### Input for this task
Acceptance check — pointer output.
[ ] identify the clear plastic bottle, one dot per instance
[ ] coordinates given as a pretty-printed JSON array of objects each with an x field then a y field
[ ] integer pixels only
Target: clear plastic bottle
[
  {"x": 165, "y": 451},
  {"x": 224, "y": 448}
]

### Task description
Can you copy every one of the items above line for line, changing nothing?

### Response to this exercise
Acceptance check — pointer output.
[ ] identify the clear plastic bottle, one dot per instance
[ ] coordinates given as a pretty-printed JSON array of objects each with an x field then a y field
[ ] integer pixels only
Target: clear plastic bottle
[
  {"x": 165, "y": 451},
  {"x": 224, "y": 448}
]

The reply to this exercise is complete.